- _Job_
Output each of the records below word for word, one per line, in the order given.

(Object detection data)
--

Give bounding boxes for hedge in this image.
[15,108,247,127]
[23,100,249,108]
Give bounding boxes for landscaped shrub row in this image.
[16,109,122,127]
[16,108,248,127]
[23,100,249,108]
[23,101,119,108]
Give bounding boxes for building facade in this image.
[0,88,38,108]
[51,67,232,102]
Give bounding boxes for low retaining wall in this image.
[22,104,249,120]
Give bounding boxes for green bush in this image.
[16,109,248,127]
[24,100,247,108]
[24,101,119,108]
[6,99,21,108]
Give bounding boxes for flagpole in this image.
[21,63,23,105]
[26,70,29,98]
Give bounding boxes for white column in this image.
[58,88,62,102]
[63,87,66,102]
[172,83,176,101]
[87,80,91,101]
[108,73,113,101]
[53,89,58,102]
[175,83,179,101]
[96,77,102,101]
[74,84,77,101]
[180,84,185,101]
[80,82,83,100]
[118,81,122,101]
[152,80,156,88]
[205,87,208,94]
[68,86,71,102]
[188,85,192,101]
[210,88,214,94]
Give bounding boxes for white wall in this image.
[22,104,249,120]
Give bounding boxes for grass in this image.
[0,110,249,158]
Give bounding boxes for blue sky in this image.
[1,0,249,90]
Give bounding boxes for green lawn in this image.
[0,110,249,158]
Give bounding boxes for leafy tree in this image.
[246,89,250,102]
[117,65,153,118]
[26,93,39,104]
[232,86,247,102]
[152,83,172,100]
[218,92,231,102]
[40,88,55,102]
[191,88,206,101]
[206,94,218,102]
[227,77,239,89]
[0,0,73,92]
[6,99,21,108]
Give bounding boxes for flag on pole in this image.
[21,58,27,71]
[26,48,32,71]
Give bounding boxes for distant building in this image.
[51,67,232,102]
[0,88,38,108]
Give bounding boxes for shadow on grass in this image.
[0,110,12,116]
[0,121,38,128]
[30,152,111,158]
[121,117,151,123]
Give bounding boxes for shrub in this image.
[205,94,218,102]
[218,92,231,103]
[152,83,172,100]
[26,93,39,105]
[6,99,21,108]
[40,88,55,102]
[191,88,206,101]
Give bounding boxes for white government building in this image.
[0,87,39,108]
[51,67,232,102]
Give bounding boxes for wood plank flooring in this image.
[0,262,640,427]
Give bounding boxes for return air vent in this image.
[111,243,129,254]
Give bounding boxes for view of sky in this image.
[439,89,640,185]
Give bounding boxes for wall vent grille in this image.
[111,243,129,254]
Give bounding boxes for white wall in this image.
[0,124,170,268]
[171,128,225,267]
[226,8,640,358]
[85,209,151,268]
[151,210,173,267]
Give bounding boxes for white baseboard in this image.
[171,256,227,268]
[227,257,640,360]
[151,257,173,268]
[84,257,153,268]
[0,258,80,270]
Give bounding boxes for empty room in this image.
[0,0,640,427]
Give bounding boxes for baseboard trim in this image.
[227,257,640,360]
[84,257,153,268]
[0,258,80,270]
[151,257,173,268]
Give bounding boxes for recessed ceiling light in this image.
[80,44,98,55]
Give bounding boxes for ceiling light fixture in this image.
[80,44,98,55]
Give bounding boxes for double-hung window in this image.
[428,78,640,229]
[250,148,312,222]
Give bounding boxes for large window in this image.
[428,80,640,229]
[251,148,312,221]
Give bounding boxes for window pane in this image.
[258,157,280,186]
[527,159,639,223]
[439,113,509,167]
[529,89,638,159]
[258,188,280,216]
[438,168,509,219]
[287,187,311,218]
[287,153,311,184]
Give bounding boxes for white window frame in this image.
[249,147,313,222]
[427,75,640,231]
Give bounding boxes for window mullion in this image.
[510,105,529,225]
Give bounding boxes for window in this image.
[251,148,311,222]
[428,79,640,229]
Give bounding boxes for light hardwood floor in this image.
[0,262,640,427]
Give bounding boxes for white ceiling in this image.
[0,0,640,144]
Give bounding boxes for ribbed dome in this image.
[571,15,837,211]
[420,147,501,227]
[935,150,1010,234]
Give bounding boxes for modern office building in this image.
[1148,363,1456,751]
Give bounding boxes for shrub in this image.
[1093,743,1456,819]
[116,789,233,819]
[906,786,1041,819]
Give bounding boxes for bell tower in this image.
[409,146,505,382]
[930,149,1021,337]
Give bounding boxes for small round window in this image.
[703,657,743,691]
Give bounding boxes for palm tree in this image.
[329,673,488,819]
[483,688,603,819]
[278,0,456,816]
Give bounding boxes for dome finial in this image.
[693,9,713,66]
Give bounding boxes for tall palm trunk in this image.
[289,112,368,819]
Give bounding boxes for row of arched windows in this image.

--

- _Result for this exercise_
Give bounding boxes for hedge in this image.
[15,108,247,127]
[23,100,249,108]
Give bounding boxes for landscaped shrub row in this image.
[16,109,122,127]
[16,108,248,127]
[23,100,249,108]
[23,101,119,108]
Give bounding boxes for building facade in this image.
[0,88,38,108]
[51,67,232,102]
Give bounding boxes for low retaining wall in this image.
[22,104,249,120]
Give bounding boxes for green bush in this image.
[16,109,248,127]
[24,100,247,108]
[24,101,119,108]
[6,99,21,108]
Give bounding boxes for flagpole in this image.
[21,63,23,105]
[26,70,29,98]
Give bounding boxes for white column in this image.
[58,88,62,102]
[63,87,66,102]
[172,83,176,101]
[87,80,91,101]
[108,73,113,101]
[53,89,58,102]
[175,83,179,101]
[96,77,102,101]
[74,84,77,101]
[180,84,185,101]
[80,82,83,100]
[118,81,122,101]
[152,80,156,88]
[205,87,208,94]
[68,86,71,102]
[188,85,192,101]
[210,88,214,94]
Give bounding boxes for white wall in this image.
[22,104,249,120]
Give bounding boxes for grass in this image.
[0,110,249,158]
Give bounding boxes for blue sky in this image.
[1,0,249,90]
Give bounding boxes for green lawn in this image.
[0,110,249,158]
Give bounding boxes for leafy tree in this image.
[246,89,250,102]
[117,65,153,118]
[26,93,39,104]
[232,86,247,102]
[152,83,172,100]
[218,92,231,102]
[40,88,55,102]
[191,88,206,101]
[206,94,218,102]
[227,77,239,89]
[0,0,73,92]
[6,99,21,108]
Give bounding boxes for flag on pole in this image.
[21,58,27,71]
[26,48,32,71]
Give bounding boxes for distant building in this image.
[51,67,232,102]
[0,88,38,108]
Give bounding boxes for shadow on grass in this image.
[0,110,12,116]
[0,121,38,128]
[30,152,111,158]
[121,117,151,123]
Give bounding boxes for shrub in this image.
[205,94,218,102]
[218,92,231,103]
[152,83,172,100]
[26,93,39,105]
[6,99,21,108]
[40,88,55,102]
[191,88,206,101]
Give bounding boxes for white government building in this image.
[0,87,39,108]
[51,67,232,102]
Give bounding boxes for wood plank flooring in this image.
[0,262,640,427]
Give bounding boxes for return air vent in this image.
[111,243,129,254]
Give bounding boxes for view of sky in this image.
[439,89,640,185]
Give bounding boxes for wall vent grille in this image.
[111,243,129,254]
Give bounding boxes for white wall in this image.
[0,124,170,268]
[171,128,225,267]
[226,8,640,358]
[85,209,151,268]
[151,210,173,267]
Give bounding boxes for white baseboard in this image.
[171,256,227,268]
[227,257,640,360]
[151,257,173,268]
[84,257,153,268]
[0,258,80,270]
Give bounding boxes for empty room in this image.
[0,0,640,427]
Give bounding boxes for baseboard trim in this image.
[227,257,640,360]
[84,257,153,268]
[0,258,80,270]
[151,257,173,268]
Give bounding boxes for recessed ceiling light in this image.
[80,44,98,55]
Give bounding boxes for ceiling light fixture in this image.
[80,44,98,55]
Give bounding boxes for double-hung window in this image.
[428,78,640,229]
[250,148,312,222]
Give bounding boxes for large window in this image.
[428,80,640,229]
[251,148,312,221]
Give bounding boxes for window pane in this image.
[258,157,280,186]
[527,159,639,223]
[439,113,509,167]
[529,89,638,159]
[258,188,280,216]
[438,168,509,219]
[287,187,311,218]
[287,153,311,184]
Give bounding boxes for white window frame in this image.
[249,147,313,222]
[427,75,640,231]
Give bounding boxes for window mullion in this image.
[510,105,529,225]
Give bounding boxes for window in this image.
[251,148,311,222]
[428,79,640,229]
Give bounding boxes for light hardwood floor in this image.
[0,262,640,427]
Give bounding boxes for white ceiling in this image.
[0,0,640,144]
Give bounding boxes for ribbed dome in this image.
[571,15,837,211]
[420,147,501,227]
[935,150,1010,234]
Give bounding boxes for modern office building in this image.
[1148,363,1456,751]
Give bounding boxes for shrub in this image.
[1093,743,1456,819]
[116,789,233,819]
[906,786,1041,819]
Give bounding boxes for bell tower in this image.
[409,146,505,382]
[930,149,1021,337]
Give bounding boxes for small round window in this image.
[703,657,743,691]
Give bounding boxes for palm tree in this image.
[329,673,488,819]
[483,688,603,819]
[278,0,456,816]
Give bounding boxes for dome finial in this image.
[693,9,713,66]
Give bounding boxes for tall palm trunk in this image.
[289,112,368,819]
Give bounding boxes for row of arched windows in this image.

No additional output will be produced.